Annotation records
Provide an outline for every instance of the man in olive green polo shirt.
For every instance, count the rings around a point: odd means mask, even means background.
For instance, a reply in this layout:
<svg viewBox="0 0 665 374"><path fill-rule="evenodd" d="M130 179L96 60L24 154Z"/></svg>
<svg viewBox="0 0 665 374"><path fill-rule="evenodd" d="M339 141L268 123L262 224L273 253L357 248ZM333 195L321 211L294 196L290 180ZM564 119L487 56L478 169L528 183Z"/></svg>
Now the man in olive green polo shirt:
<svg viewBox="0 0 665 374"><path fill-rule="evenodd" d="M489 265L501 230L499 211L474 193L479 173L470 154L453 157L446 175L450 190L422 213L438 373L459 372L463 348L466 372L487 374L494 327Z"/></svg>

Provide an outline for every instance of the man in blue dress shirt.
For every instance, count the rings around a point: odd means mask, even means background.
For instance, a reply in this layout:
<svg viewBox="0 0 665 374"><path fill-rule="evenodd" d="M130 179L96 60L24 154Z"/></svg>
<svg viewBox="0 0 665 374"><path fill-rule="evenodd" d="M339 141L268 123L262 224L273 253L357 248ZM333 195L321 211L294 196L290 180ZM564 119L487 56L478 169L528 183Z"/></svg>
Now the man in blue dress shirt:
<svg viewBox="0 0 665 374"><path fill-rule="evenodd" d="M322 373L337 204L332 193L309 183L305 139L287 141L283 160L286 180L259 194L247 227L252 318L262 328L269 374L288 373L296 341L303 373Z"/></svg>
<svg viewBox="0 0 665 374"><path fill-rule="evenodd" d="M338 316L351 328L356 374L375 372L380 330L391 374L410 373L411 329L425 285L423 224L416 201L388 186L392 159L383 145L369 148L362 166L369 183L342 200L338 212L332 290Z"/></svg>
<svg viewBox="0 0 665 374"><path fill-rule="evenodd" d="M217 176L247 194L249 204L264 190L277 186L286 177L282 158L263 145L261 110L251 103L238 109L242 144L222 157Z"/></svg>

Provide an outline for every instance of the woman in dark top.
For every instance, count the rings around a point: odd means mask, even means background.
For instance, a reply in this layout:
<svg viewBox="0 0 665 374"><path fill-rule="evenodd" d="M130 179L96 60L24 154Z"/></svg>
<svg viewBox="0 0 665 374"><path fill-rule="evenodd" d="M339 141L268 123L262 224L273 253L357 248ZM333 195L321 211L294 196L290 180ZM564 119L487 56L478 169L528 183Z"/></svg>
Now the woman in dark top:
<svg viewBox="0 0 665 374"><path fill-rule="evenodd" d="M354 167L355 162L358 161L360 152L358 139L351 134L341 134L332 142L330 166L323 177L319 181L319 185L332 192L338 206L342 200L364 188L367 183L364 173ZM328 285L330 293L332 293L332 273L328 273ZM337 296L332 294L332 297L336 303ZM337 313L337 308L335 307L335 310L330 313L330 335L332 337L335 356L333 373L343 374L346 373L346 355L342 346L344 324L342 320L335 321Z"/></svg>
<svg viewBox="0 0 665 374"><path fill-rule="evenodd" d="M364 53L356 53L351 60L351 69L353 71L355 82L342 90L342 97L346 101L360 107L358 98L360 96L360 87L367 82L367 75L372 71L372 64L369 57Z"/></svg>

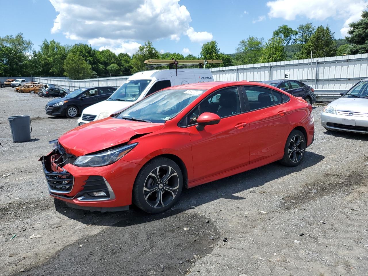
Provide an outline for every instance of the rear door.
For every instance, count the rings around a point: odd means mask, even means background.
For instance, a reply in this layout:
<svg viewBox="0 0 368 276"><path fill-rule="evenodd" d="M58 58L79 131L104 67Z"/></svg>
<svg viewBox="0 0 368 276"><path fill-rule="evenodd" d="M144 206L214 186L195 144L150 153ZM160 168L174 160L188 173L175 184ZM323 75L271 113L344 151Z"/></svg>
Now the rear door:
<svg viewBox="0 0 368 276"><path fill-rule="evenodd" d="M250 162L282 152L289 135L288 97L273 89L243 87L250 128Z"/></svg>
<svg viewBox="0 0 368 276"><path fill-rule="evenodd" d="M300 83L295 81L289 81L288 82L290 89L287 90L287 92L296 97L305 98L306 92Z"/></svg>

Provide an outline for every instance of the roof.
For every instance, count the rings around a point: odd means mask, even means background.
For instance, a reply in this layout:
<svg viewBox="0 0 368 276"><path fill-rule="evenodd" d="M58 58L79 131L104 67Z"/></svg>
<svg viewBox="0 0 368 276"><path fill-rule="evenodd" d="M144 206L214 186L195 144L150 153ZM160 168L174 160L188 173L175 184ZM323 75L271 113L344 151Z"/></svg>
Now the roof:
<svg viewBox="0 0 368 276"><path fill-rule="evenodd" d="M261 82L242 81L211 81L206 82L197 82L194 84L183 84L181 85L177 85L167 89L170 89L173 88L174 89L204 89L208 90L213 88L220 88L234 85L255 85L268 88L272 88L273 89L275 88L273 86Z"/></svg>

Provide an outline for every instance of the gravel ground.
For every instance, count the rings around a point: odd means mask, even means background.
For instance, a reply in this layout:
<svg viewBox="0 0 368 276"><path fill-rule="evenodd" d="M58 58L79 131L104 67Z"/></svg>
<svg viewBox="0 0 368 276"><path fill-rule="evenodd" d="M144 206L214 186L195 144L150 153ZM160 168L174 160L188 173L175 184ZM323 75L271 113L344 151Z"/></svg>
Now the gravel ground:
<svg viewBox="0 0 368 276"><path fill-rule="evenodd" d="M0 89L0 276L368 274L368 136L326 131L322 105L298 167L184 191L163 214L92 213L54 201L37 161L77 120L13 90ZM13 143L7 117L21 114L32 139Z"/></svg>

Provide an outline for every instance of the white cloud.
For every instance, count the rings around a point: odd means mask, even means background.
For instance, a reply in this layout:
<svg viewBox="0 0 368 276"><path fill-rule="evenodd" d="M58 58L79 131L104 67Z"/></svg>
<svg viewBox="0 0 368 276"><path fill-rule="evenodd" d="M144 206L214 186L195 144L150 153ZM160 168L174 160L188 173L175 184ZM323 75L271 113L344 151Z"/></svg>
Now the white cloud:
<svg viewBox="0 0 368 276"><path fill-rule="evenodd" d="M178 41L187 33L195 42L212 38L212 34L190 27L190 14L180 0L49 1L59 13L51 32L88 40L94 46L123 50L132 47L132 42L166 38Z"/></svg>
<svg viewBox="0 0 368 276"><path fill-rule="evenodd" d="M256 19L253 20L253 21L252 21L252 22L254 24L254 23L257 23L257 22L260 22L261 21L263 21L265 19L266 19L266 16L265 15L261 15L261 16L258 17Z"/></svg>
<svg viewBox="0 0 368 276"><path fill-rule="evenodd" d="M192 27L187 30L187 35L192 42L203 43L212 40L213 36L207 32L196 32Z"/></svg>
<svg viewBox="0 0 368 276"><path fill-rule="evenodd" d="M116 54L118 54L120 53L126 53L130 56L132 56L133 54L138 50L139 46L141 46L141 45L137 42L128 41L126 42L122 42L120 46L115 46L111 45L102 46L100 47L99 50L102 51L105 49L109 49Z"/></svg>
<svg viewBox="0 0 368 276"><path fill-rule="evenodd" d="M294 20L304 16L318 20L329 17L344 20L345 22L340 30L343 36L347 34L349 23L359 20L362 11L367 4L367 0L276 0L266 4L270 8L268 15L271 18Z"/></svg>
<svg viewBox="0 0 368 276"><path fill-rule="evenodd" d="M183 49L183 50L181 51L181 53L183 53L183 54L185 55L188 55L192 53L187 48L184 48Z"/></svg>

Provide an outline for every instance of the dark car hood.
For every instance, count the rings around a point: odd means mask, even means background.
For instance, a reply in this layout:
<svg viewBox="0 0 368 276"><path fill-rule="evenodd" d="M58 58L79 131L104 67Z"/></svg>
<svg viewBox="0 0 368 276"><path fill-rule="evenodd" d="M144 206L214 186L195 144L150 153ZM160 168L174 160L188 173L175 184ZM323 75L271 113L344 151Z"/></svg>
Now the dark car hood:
* * *
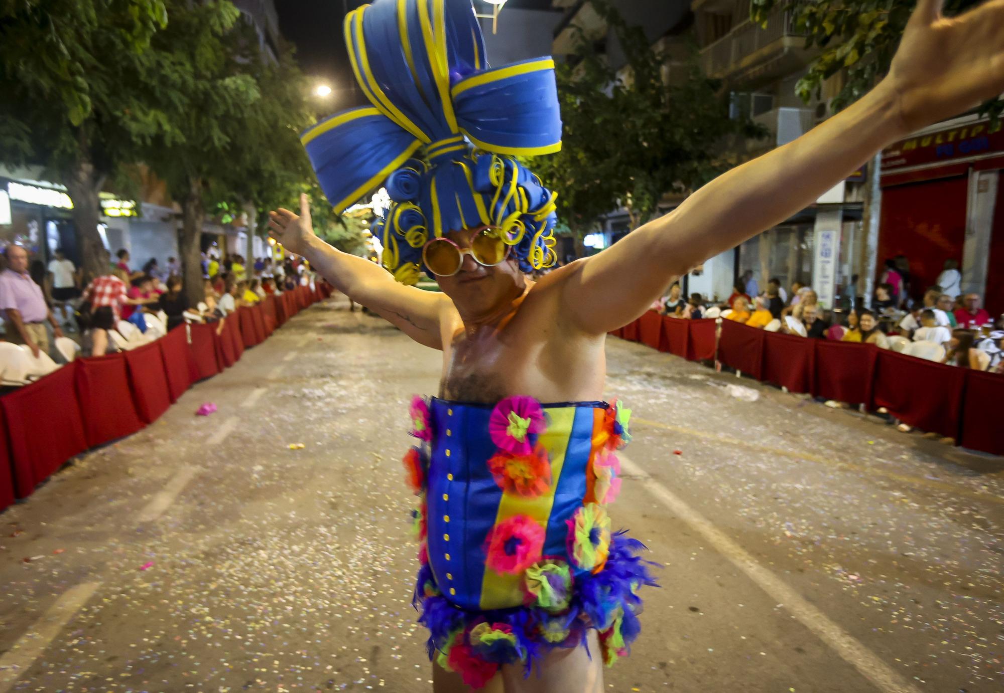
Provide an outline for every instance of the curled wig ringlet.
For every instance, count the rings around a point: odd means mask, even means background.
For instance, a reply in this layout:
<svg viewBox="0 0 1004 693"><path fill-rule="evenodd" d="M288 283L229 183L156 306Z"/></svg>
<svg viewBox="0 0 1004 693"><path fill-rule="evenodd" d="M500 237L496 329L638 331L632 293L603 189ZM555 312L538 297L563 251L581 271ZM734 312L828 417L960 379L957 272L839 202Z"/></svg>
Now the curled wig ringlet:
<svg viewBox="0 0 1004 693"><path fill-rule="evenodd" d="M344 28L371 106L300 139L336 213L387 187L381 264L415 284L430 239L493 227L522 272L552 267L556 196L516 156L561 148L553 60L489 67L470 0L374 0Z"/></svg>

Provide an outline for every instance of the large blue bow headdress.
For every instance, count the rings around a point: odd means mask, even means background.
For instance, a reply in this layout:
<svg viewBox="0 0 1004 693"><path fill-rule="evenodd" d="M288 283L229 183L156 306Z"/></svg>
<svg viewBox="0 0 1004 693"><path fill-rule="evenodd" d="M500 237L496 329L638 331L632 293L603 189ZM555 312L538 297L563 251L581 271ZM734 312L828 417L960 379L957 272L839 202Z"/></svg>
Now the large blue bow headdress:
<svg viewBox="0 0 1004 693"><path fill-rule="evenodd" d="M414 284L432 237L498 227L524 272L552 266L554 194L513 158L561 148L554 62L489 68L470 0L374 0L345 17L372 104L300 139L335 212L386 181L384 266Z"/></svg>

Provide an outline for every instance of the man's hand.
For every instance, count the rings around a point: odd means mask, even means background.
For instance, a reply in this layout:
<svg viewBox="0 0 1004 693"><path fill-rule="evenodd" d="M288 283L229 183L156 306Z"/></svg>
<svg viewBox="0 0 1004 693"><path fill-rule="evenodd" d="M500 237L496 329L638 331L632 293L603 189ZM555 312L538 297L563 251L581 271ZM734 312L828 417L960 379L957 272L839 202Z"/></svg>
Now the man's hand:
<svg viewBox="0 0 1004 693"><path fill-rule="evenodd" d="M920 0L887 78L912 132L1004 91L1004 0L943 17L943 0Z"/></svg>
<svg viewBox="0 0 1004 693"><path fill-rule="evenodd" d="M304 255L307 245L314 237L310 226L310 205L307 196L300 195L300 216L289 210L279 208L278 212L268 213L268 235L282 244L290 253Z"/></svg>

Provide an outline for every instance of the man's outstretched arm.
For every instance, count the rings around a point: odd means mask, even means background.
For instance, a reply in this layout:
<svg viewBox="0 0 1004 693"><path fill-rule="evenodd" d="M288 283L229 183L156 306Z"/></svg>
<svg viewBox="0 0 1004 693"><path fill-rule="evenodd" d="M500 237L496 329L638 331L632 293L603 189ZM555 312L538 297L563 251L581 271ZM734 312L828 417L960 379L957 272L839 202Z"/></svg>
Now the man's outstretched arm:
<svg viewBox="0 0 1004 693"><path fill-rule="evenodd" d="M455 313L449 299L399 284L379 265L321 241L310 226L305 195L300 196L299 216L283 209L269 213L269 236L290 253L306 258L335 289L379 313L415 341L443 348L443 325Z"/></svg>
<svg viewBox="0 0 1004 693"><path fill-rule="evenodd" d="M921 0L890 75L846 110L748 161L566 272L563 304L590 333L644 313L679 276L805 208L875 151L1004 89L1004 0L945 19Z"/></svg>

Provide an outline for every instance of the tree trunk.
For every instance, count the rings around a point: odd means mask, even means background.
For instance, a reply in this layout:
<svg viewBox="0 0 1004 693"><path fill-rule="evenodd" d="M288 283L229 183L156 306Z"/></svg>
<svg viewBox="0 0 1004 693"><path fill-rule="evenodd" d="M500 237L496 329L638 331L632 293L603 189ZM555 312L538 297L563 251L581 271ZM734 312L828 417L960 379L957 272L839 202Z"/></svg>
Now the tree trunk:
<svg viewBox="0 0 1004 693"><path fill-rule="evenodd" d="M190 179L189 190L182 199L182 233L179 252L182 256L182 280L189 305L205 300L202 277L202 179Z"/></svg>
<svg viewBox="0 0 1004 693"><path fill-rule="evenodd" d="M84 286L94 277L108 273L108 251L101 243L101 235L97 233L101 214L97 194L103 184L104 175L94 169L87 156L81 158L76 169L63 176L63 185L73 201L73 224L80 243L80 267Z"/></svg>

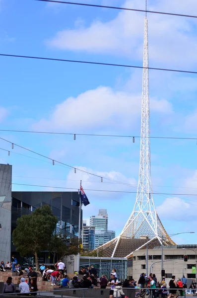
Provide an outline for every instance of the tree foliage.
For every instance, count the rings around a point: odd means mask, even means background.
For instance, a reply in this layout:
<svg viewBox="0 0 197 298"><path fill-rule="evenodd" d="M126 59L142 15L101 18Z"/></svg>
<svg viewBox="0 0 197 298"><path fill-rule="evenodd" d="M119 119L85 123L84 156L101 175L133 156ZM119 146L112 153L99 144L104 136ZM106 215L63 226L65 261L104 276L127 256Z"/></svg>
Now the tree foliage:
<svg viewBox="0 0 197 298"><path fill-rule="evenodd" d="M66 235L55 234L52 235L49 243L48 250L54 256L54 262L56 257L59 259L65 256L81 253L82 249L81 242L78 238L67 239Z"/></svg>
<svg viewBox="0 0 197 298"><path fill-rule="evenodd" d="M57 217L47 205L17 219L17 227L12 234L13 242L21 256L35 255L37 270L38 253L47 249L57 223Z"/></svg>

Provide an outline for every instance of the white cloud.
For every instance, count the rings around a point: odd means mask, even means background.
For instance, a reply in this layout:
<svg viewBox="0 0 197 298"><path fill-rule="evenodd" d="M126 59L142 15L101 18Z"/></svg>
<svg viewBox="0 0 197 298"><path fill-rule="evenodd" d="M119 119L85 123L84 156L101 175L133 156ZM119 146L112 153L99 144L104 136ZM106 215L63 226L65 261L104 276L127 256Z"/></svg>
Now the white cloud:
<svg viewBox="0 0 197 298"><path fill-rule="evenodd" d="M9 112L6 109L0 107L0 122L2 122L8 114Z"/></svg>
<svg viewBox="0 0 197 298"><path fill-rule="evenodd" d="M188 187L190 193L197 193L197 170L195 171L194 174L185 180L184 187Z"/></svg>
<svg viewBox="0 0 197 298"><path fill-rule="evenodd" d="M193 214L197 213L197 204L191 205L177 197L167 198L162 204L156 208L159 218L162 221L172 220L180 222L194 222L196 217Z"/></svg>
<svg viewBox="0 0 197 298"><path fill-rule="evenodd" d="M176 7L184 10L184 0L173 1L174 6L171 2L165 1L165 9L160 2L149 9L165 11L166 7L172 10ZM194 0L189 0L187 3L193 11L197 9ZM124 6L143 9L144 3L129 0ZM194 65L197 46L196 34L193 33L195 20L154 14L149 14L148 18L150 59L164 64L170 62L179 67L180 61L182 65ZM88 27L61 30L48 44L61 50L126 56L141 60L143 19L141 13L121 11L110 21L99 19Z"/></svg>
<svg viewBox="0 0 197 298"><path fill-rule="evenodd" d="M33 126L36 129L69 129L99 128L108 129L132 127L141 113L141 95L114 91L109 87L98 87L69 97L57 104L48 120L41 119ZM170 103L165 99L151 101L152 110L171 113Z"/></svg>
---
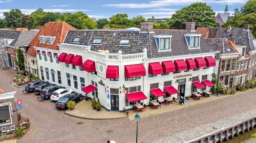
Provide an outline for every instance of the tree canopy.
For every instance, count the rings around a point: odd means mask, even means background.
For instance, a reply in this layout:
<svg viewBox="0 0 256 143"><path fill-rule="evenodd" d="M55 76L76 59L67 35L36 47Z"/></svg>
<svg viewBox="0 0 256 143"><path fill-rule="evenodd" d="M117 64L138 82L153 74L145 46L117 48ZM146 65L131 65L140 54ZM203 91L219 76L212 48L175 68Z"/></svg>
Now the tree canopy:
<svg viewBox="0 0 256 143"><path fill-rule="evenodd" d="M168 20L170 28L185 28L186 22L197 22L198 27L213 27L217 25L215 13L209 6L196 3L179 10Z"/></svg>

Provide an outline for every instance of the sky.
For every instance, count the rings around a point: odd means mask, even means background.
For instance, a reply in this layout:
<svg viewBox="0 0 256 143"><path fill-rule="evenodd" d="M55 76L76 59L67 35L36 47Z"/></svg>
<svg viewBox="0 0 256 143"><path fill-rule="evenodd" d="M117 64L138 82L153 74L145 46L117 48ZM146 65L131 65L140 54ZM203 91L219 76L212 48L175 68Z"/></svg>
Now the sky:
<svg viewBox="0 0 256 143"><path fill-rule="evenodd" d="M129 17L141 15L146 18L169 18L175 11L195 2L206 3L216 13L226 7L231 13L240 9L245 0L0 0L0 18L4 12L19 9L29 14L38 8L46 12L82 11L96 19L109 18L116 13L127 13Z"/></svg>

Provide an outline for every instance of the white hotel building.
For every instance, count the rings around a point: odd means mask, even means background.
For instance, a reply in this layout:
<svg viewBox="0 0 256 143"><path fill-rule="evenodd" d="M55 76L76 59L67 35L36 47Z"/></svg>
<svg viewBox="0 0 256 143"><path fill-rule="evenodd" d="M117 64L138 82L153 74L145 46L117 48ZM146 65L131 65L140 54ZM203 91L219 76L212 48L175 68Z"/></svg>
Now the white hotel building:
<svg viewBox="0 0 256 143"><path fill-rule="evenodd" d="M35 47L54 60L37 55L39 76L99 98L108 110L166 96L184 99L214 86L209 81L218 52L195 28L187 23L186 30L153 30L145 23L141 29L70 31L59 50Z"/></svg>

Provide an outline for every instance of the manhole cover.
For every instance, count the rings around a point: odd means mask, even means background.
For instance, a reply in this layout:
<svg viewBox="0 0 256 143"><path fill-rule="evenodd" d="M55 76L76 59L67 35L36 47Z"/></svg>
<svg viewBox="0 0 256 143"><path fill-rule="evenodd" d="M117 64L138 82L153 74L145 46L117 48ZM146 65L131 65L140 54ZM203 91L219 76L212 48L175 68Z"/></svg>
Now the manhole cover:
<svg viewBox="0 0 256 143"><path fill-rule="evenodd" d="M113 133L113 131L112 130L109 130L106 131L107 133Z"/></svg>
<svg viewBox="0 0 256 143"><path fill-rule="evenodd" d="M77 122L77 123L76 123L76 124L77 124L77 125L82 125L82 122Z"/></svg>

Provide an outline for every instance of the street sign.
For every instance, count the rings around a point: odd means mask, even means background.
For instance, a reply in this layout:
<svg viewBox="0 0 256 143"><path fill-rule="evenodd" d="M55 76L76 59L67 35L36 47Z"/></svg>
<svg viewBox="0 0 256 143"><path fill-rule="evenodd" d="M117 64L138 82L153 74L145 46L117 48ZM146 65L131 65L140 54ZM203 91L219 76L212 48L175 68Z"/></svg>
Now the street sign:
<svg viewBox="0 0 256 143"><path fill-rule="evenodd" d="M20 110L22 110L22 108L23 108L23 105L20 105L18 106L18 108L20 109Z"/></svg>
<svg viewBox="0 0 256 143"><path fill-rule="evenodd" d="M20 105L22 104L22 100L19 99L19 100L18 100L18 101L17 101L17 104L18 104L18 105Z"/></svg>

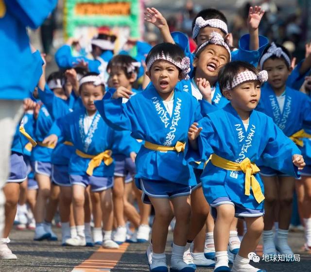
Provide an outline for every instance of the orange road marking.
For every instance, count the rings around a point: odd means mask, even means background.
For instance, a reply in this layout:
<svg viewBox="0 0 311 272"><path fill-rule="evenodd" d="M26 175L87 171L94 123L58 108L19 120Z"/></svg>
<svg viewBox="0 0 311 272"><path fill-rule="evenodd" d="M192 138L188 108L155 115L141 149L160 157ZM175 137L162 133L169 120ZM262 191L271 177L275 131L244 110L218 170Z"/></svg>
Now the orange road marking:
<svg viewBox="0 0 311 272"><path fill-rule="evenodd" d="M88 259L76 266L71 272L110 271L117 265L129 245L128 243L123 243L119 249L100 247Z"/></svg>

**GOAL:** Output as a JSON list of strings, one string per line, the entries from the line containing "Provide an outline for every instance of the street" through the line containing "105L22 104L22 100L19". Include both of those lines and skip any blank lines.

**ANSWER TO THIS TASK:**
[
  "Provide an outline for every instance of the street sign.",
  "For every instance, count the rings around a point: odd means mask, even means background.",
  "For instance, a reply in this layout:",
  "<svg viewBox=\"0 0 256 143\"><path fill-rule=\"evenodd\" d=\"M55 76L76 59L67 35L36 47Z\"/></svg>",
  "<svg viewBox=\"0 0 256 143\"><path fill-rule=\"evenodd\" d=\"M117 64L138 82L153 74L145 46L117 48ZM146 65L131 65L140 54ZM203 91L219 76L212 48L175 68Z\"/></svg>",
  "Now the street sign:",
  "<svg viewBox=\"0 0 256 143\"><path fill-rule=\"evenodd\" d=\"M20 110L22 110L22 108L23 108L23 105L20 105L18 106L18 108L20 109Z\"/></svg>",
  "<svg viewBox=\"0 0 256 143\"><path fill-rule=\"evenodd\" d=\"M20 105L22 104L22 100L19 99L19 100L18 100L18 101L17 101L17 104L18 104L18 105Z\"/></svg>"
]